## Goal
Starting from the line containing "job: outline the letter o on building", write out the rest of the entries exactly, through the final line, including nothing else.
>>>
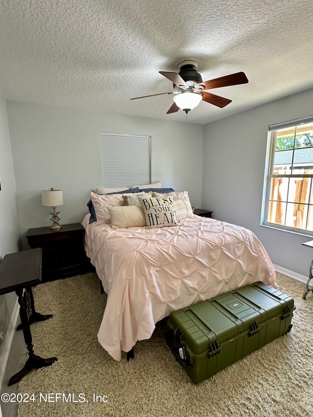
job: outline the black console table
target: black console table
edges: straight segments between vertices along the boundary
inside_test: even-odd
[[[9,385],[19,382],[34,368],[49,366],[58,359],[43,359],[34,353],[30,325],[53,317],[44,315],[35,309],[32,285],[41,282],[42,249],[41,248],[6,255],[0,263],[0,295],[15,291],[20,305],[21,324],[28,351],[28,358],[24,367],[12,376]],[[25,289],[25,291],[24,291]]]

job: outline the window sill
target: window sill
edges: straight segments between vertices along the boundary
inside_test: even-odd
[[[288,232],[289,233],[292,233],[294,235],[298,235],[300,236],[309,236],[313,237],[313,231],[310,230],[308,231],[307,233],[300,230],[299,229],[291,229],[285,228],[285,227],[277,227],[272,225],[270,223],[261,223],[260,224],[264,227],[268,227],[269,229],[273,229],[275,230],[278,230],[279,232]]]

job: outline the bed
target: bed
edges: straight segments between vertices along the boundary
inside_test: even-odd
[[[175,227],[114,229],[90,217],[86,253],[108,294],[98,340],[116,360],[172,311],[257,281],[277,288],[266,250],[244,227],[191,215]]]

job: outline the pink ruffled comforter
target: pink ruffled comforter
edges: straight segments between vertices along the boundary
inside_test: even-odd
[[[256,281],[277,287],[266,251],[244,227],[194,216],[181,226],[113,230],[89,217],[86,252],[108,294],[98,340],[116,360],[172,311]]]

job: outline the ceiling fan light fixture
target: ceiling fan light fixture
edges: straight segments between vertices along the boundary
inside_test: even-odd
[[[186,113],[198,105],[202,100],[201,94],[185,90],[173,98],[176,105]]]

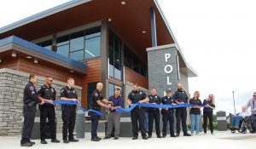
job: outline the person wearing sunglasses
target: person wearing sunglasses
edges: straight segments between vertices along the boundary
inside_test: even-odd
[[[51,142],[59,143],[60,140],[56,139],[56,123],[55,123],[55,111],[53,100],[56,99],[56,90],[52,87],[53,78],[46,77],[44,84],[40,87],[38,92],[38,98],[44,100],[44,105],[39,106],[40,109],[40,138],[41,144],[47,144],[45,140],[45,126],[46,119],[49,120]]]
[[[208,98],[203,101],[203,119],[204,119],[204,135],[207,135],[207,118],[209,119],[211,134],[213,135],[213,110],[215,109],[214,95],[209,95]]]
[[[251,112],[252,112],[252,120],[253,120],[253,134],[256,133],[256,92],[253,93],[253,99],[248,100],[247,104],[247,109],[251,107]]]

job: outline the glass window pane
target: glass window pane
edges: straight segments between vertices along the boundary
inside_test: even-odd
[[[121,64],[114,63],[114,77],[121,80]]]
[[[57,54],[68,57],[68,52],[69,52],[68,49],[69,49],[69,44],[57,47]]]
[[[75,60],[84,60],[84,50],[71,52],[69,58]]]
[[[57,47],[69,43],[69,36],[61,37],[57,38]]]
[[[70,52],[84,49],[84,37],[77,37],[70,40]]]
[[[85,40],[85,59],[99,57],[101,54],[101,37]]]
[[[85,31],[85,38],[101,36],[101,27],[95,27]]]
[[[112,83],[109,83],[109,85],[108,85],[108,95],[109,95],[109,97],[111,95],[113,95],[113,92],[114,92],[113,85]]]

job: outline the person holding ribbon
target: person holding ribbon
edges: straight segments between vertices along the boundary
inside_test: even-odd
[[[191,135],[194,135],[195,125],[195,135],[199,135],[199,125],[201,120],[201,111],[200,108],[202,106],[201,100],[199,99],[200,93],[195,91],[194,93],[194,97],[189,100],[189,104],[192,105],[190,108],[190,120],[191,120]]]
[[[61,100],[69,100],[69,101],[77,101],[78,95],[74,86],[74,79],[69,77],[67,79],[67,84],[61,90]],[[63,143],[69,142],[78,142],[79,140],[74,139],[73,137],[73,129],[76,123],[76,109],[77,105],[62,105],[62,137]],[[68,130],[68,140],[67,140],[67,130]]]
[[[187,104],[189,100],[189,97],[186,92],[183,89],[183,85],[178,83],[177,85],[177,91],[174,93],[173,97],[175,99],[175,102],[177,104]],[[179,136],[180,134],[180,122],[182,121],[183,136],[191,136],[190,134],[188,133],[187,129],[187,108],[186,107],[178,107],[176,108],[176,131],[177,136]]]
[[[204,100],[203,106],[204,135],[207,135],[207,118],[209,119],[211,134],[213,135],[212,112],[215,109],[215,100],[212,94],[209,95],[208,98]]]
[[[102,83],[98,83],[96,84],[96,89],[95,89],[91,94],[91,100],[90,100],[90,108],[95,111],[101,111],[101,106],[106,108],[111,108],[112,106],[109,104],[113,104],[112,101],[108,101],[106,100],[102,94],[102,90],[103,89],[103,84]],[[107,105],[106,105],[107,104]],[[97,135],[97,127],[99,123],[100,116],[97,115],[94,112],[90,112],[89,115],[91,118],[91,141],[100,141],[102,138],[99,138]]]
[[[151,89],[151,95],[148,95],[149,103],[160,105],[162,103],[161,98],[157,95],[157,91],[155,88]],[[153,131],[153,122],[154,119],[155,123],[155,131],[157,138],[161,138],[160,129],[160,109],[149,107],[148,110],[148,138],[152,137]]]
[[[136,103],[146,103],[148,102],[148,98],[145,92],[138,89],[137,83],[134,83],[132,85],[132,90],[129,94],[128,98],[126,100],[127,104],[129,106],[132,106]],[[132,140],[137,140],[138,136],[139,127],[137,125],[137,122],[139,122],[140,129],[142,132],[142,136],[143,140],[148,140],[146,131],[145,131],[145,123],[144,123],[144,117],[145,117],[145,108],[141,106],[136,106],[131,112],[131,118],[132,124]]]
[[[166,91],[166,95],[161,99],[161,102],[163,105],[177,105],[175,103],[175,99],[172,97],[172,90],[171,89],[168,89]],[[174,135],[174,108],[163,108],[161,110],[161,113],[163,115],[162,120],[163,120],[163,138],[166,137],[166,131],[167,131],[167,125],[168,122],[170,124],[170,135],[171,137],[176,137]]]

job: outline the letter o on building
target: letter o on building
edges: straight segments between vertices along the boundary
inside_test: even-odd
[[[166,73],[171,73],[172,72],[172,66],[171,65],[166,65],[165,66]]]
<<<
## Exercise result
job: outline the letter o on building
target: letter o on building
edges: straight segments between vertices along the boundary
inside_test: even-odd
[[[166,73],[171,73],[172,72],[172,66],[171,65],[166,65],[165,66]]]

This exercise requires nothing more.